Why this matters: Competitions are one way to generate signal about the maturity of a tech in a given domain. The Hateful Memes Challenge is a nice example of how a well posed question and associated competition can lead to a meaningful improvement in capabilities – see the 10+ absolue improvement in AUCROC scores for this competition. In the future, I hope a broader set of organizations host and run a bunch more competitions.
Read more: Hateful Memes Challenge winners (Facebook Research blog).

###################################################

AI Policy with Matthew van der Merwe:
…Matthew van der Merwe brings you views on AI and AI policy; I (lightly) edit them…

$50,000 AI forecasting tournament:
Metaculus, an AI forecasting community and website, has announced an AI forecasting tournament, starting this month and running until February 2023. There will be questions on progress on ~30 AI benchmarks, over 6-month; 12-month; and 24-month time horizons. The tournament has a prize pool of $50,000, which will be paid out to the top forecasters. The tournament is being hosted in collaboration with the Open Philanthropy Project.

Existing forecasts: The tournament questions have yet to be announced, so I’ll share some other forecasts from Metaculus (see also Import 212). Metaculus users currently estimate: 70% that if queried, the first AGI system claims to be conscious; 25% that photonic tensors will be widely available for training ML models; 88% that an ML model with 100 trillion parameters will be trained by 2026; 45% that GPT language models generate less than $1bn revenues by 2025; 25% that if tested, GPT-3 demonstrates text-based intelligence parity with human 4th graders.

Matthew’s view: As regular readers will know, I’m very bullish on the value of AI forecasting. I see foresight as a key ingredient in ensuring that AI progress goes well. While the competition is running, it should provide good object-level judgments about near-term AI progress. As the results are scored, it might yield useful insights about what differentiates the best forecasts/forecasters. I’m excited about the tournament, and will be participating myself.
Pre-register for the tournament here.

###################################################

Tech Tales:

The Narrative Control Department
[A beautiful house in South West London, 2030]

“General, we’re seeing an uptick in memes that contradict our official messaging around Rule 470.” “What do you suggest we do?”

.....

**WHAT NEEDS TO BE DONE:**
According to the passage shown, until when will the Metaculus AI forecasting tournament run?

.....

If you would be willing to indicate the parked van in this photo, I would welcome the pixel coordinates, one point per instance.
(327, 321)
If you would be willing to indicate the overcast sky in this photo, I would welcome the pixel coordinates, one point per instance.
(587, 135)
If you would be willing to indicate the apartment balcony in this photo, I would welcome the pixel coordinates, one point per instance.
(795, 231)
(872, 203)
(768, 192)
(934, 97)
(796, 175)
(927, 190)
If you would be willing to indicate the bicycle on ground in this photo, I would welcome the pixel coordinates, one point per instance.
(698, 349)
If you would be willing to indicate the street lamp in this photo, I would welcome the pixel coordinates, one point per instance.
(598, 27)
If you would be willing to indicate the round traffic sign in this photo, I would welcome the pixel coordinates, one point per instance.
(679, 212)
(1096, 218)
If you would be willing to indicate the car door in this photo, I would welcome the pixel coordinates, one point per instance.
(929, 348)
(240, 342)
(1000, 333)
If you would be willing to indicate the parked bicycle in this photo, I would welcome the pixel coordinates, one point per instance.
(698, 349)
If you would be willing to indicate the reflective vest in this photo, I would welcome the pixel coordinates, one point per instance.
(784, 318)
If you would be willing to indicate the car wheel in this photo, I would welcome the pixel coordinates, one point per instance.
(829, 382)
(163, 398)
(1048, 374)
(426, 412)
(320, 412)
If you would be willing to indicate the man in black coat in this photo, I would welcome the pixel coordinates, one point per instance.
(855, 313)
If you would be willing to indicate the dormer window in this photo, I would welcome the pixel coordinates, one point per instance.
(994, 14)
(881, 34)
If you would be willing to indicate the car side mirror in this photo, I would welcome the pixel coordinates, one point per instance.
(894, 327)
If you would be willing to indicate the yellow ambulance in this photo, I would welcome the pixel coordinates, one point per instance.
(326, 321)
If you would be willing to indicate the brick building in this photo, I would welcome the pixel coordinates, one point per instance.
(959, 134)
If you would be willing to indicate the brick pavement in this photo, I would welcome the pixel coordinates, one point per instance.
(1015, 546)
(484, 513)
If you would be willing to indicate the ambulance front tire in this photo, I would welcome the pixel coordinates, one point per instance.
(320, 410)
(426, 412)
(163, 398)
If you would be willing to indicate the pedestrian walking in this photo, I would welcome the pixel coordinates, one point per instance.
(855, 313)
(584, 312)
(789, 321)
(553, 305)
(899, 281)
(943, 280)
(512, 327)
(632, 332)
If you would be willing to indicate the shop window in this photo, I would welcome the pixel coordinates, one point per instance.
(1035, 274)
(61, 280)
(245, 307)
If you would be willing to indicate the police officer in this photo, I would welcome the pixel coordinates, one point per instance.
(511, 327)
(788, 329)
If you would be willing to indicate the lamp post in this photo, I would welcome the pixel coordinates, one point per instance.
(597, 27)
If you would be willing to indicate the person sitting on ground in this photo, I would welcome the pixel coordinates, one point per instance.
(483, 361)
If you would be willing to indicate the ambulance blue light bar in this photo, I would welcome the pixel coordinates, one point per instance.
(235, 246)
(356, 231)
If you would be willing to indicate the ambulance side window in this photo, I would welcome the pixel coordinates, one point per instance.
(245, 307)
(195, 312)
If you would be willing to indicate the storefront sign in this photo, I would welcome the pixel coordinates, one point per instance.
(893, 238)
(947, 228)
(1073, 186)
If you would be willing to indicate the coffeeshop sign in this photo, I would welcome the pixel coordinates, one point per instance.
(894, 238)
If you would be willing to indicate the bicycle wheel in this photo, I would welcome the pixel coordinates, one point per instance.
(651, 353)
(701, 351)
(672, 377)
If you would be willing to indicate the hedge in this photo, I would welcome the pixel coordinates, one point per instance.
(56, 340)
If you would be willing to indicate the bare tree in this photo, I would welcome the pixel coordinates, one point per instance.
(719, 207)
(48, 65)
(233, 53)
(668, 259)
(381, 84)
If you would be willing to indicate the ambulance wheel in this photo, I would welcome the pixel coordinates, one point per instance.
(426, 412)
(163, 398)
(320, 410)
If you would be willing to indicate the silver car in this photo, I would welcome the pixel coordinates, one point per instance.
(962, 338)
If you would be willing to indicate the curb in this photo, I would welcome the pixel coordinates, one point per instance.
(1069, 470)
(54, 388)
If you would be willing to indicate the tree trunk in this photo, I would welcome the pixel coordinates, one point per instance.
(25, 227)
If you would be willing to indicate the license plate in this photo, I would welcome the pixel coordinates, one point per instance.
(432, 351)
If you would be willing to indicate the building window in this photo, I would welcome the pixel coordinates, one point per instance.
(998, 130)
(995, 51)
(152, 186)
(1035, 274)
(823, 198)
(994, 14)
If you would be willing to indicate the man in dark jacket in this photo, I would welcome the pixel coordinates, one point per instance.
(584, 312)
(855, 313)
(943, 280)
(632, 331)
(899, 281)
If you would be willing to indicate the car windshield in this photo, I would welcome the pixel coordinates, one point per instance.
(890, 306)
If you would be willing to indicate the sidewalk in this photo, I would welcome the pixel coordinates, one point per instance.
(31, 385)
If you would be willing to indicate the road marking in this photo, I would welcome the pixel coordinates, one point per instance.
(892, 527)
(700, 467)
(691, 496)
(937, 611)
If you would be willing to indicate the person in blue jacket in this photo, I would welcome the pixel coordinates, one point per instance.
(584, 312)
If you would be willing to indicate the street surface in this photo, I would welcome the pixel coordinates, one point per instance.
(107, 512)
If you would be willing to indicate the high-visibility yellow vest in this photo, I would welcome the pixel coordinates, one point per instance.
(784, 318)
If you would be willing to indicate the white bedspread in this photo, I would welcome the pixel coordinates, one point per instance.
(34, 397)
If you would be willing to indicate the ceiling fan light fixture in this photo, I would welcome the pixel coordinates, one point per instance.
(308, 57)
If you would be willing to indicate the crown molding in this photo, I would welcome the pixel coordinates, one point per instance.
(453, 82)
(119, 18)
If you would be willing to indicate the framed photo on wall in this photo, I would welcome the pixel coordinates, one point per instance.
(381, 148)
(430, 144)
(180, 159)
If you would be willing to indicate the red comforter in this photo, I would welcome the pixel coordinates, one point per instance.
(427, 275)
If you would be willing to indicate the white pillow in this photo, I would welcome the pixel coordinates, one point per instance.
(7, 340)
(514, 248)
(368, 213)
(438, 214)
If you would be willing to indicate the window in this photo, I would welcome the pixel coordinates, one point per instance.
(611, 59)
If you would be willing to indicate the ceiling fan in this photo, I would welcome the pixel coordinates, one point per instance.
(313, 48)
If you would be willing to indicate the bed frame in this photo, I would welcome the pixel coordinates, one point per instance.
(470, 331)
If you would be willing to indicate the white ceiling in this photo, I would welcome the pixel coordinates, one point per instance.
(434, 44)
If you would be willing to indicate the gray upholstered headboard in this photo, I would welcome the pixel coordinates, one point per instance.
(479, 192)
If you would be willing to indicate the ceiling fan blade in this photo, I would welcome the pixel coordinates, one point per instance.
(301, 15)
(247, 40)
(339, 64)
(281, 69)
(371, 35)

.....

**RESPONSE TO THE TASK:**
February 2023